• DIRECTIVES
**A)** Revise the shareholder information statement from "Our voting securities are" up to and including "as a group.", replacing "common stock" with "ordinary shares" throughout that passage.
**B)** Extend the shareholder information statement, beginning right after its final sentence.

• EXTRACT
==============================

This Information Statement is first being mailed on or about December 26,
2006 to shareholders of record, and is being delivered to inform you of the
corporate actions described herein before they take effect in accordance with
Rule 14c-2 of the Securities Exchange Act of 1934.

     The entire cost of furnishing this Information Statement will be borne
by the Company.  We will request brokerage houses, nominees, custodians,
fiduciaries and other like parties to forward this Information Statement to
the beneficial owners of our voting securities held of record by them, and we
will reimburse such persons for out-of-pocket expenses incurred in forwarding
such material.

No Dissenter's Rights

     No dissenter's rights are afforded to our shareholders under Florida law
as a result of the adoption of the Amendment.

                          OUR PRINCIPAL SHAREHOLDERS

     Our voting securities are comprised of our common stock.  The holders of
our common stock are entitled to one vote for each outstanding share on all
matters submitted to our shareholders.  The following table contains
information regarding record ownership of our common stock as of December 11,
2006 held by:

       * persons who own beneficially more than 5% of our outstanding
         voting securities,
       * our directors,
       * named executive officers, and
       * all of our directors and officers as a group.

==============================

Pointing data:

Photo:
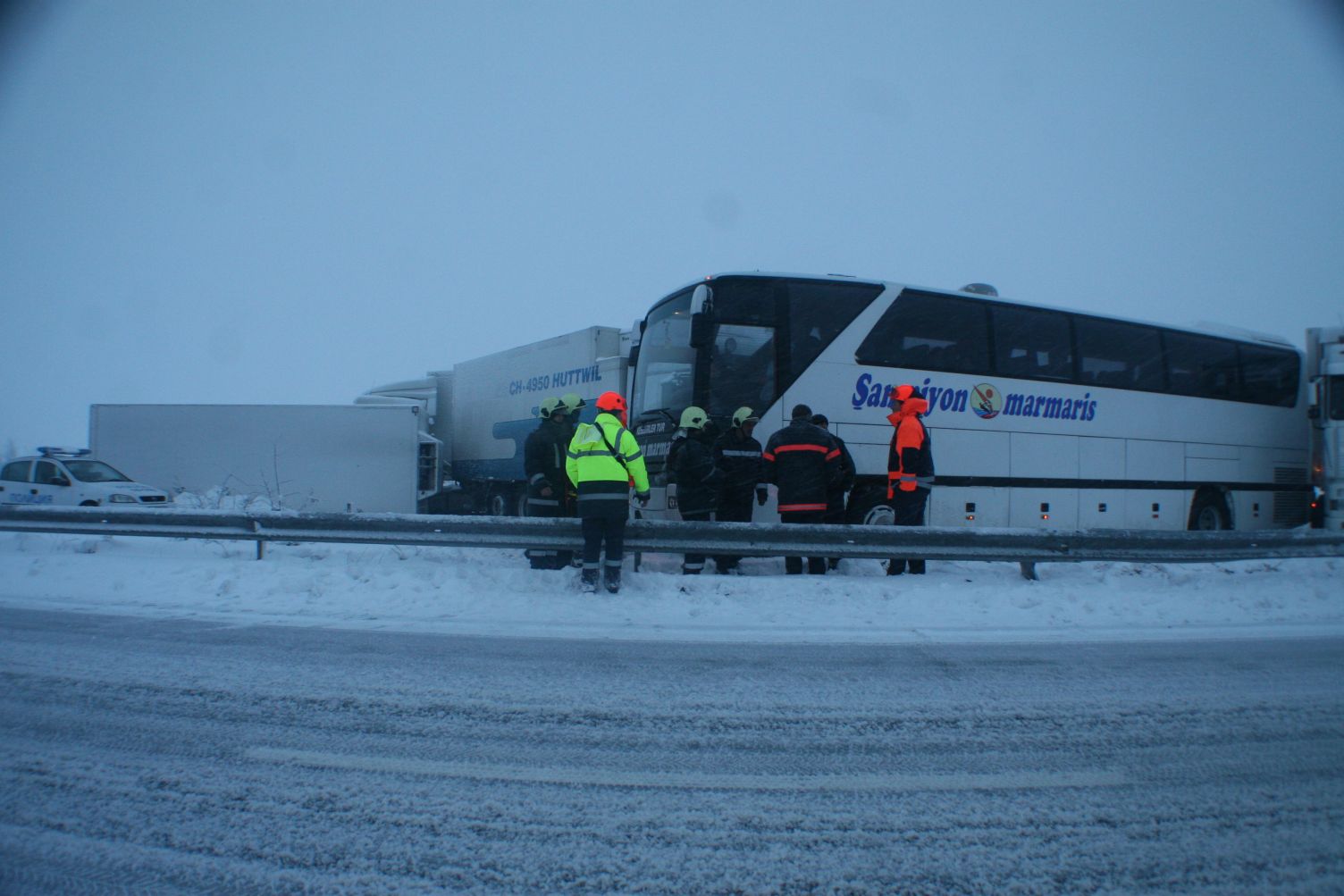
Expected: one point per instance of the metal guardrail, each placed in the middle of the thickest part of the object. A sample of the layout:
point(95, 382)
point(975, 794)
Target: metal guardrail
point(749, 539)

==============================

• RESPONSE LIST
**A)**
Our voting securities are comprised of our ordinary shares.  The holders of
our ordinary shares are entitled to one vote for each outstanding share on all
matters submitted to our shareholders.  The following table contains
information regarding record ownership of our ordinary shares as of December 11,
2006 held by:

       * persons who own beneficially more than 5% of our outstanding
         voting securities,
       * our directors,
       * named executive officers, and
       * all of our directors and officers as a group.

**B)**
                                       4




Name and Address               Shares of Common Stock      Percent
of Beneficial Owner            Beneficially Owned(1)        Owned
------------------------------------------------------------------
                                                     
Phillip Frost, M.D.                   2,965,428(2)          51.0 %
4400 Biscayne Blvd.
Miami, FL 33137

Stephen Grussmark                       450,000(3)           7.7 %
7400 North Kendall Drive Suite 704
Miami, FL  33156

Glenn L. Halpryn                        380,100             6.5 %
1428 Brickell Avenue, Suite 105
Miami, FL  33131

Alan Jay Weisberg                         4,201             0.07%
1428 Brickell Avenue, Suite 105
Miami, FL  33131

Noah Silver                                   0             0.0 %
1428 Brickell Avenue, Suite 105
Miami, FL  33131

Curtis Locksin                                0             0.0 %
1428 Brickell Avenue, Suite 105
Miami, FL  33131

All Officers and                        384,301             6.6 %
Directors as a Group(2)

Total Shares Outstanding
as of December 11, 2006               5,830,856

(1)  Beneficial ownership is determined in accordance with the rules of the
Securities and Exchange Commission.  In computing the number of shares
beneficially owned by a person and the percentage ownership of that person,
shares of common stock subject to options or warrants held by that person
that are currently exercisable or will become exercisable within 60 days
after December 11, 2006 are deemed outstanding, while such shares are not
deemed outstanding for purposes of computing percentage ownership of any
other person. Unless otherwise indicated in the footnotes below, the persons
and entities named in the table have sole voting and investment power with
respect to all shares beneficially owned, subject to community property laws
where applicable.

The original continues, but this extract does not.